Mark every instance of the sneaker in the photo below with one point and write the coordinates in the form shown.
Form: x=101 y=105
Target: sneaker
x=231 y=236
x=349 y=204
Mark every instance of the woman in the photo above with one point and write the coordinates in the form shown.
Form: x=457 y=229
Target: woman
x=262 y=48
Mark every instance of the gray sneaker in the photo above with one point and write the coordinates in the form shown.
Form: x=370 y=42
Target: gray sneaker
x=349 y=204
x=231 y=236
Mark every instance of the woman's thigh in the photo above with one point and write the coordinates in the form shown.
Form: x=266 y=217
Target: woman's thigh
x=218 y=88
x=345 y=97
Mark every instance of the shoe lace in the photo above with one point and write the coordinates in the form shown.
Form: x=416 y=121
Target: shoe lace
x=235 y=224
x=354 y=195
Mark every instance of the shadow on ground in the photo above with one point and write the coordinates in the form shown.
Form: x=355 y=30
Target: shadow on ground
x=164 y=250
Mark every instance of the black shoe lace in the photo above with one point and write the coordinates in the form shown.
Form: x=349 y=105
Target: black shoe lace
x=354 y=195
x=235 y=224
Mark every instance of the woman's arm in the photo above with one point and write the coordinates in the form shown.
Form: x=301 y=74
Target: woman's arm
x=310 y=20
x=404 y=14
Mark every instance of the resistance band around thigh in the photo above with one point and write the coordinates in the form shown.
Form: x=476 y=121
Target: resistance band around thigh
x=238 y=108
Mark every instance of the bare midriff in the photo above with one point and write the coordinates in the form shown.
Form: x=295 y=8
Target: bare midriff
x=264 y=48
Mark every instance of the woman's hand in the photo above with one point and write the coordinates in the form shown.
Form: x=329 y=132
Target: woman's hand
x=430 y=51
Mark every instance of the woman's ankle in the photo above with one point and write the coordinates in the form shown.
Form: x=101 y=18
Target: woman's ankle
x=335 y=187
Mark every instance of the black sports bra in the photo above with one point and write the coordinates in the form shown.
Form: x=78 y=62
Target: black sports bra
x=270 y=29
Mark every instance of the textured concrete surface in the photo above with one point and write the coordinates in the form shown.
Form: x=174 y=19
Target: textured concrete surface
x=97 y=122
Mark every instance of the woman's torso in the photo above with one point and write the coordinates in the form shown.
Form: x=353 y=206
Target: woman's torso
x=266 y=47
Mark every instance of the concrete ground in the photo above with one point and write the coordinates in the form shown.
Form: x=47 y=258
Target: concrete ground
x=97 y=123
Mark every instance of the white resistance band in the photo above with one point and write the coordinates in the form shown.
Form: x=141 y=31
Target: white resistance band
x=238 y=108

Work to complete: Reproduce all of the items above word for word, line by line.

The output:
Mark every instance of the sneaker in the photo below with one point and write the coordinates in the form shown.
Form: x=101 y=105
Target: sneaker
x=231 y=236
x=349 y=204
Mark every instance of the woman in the photo above with one point and write the coordinates in the form shown.
Form: x=457 y=229
Target: woman
x=262 y=48
Mark every instance of the gray sneaker in the photo above with one point and write the coordinates in the form shown.
Form: x=370 y=42
Target: gray sneaker
x=349 y=204
x=231 y=236
Mark every instance of the woman's thigh in the photo above with one point and write the coordinates in the form shown.
Form: x=266 y=217
Target: woman's thigh
x=218 y=88
x=345 y=97
Mark every instance of the shoe lace in the photo above with one point and write the coordinates in the form shown.
Form: x=416 y=121
Target: shoe lace
x=235 y=224
x=354 y=195
Mark every instance of the shadow on ground in the photo above with one point and write the coordinates in the form shown.
Form: x=355 y=30
Target: shadow on ground
x=164 y=250
Mark every instance of the black shoe lace in the photo above with one point and write the coordinates in the form shown.
Form: x=349 y=105
Target: black shoe lace
x=354 y=195
x=235 y=224
Mark every instance of the woman's arm in the photo above with one point and write the coordinates in the form shown.
Form: x=301 y=74
Target: woman's arm
x=310 y=20
x=404 y=14
Mark every instance of the resistance band around thigh in the photo above with one point and write the coordinates in the form shown.
Form: x=476 y=121
Target: resistance band around thigh
x=238 y=108
Mark every instance of the bare midriff in the photo above with one point and write the coordinates in the form shown.
Form: x=295 y=8
Target: bare midriff
x=264 y=48
Mark every instance of the woman's hand in the photo above with one point and write the coordinates in the form shown.
Form: x=329 y=132
Target: woman's hand
x=430 y=51
Mark every instance of the woman's ankle in the photo above with one point and write the coordinates in the form shown.
Form: x=101 y=18
Target: woman's ankle
x=335 y=187
Mark every instance of the black sports bra in the photo above with one point and write the coordinates in the form shown.
Form: x=78 y=62
Target: black sports bra
x=270 y=29
Mark every instance of the textured concrete surface in the photo above with one point and write the coordinates in the form shown.
Form: x=174 y=19
Target: textured concrete surface
x=97 y=122
Mark every instance of the woman's torso in the photo above with one point and write the coordinates in the form shown.
Form: x=353 y=206
Target: woman's torso
x=266 y=47
Mark every instance of the concrete ground in the photo above with one point and write the coordinates in the form shown.
Form: x=47 y=258
Target: concrete ground
x=97 y=123
Mark every instance of the white resistance band in the photo above with one point and write the coordinates in the form shown.
Form: x=141 y=31
Target: white resistance band
x=238 y=108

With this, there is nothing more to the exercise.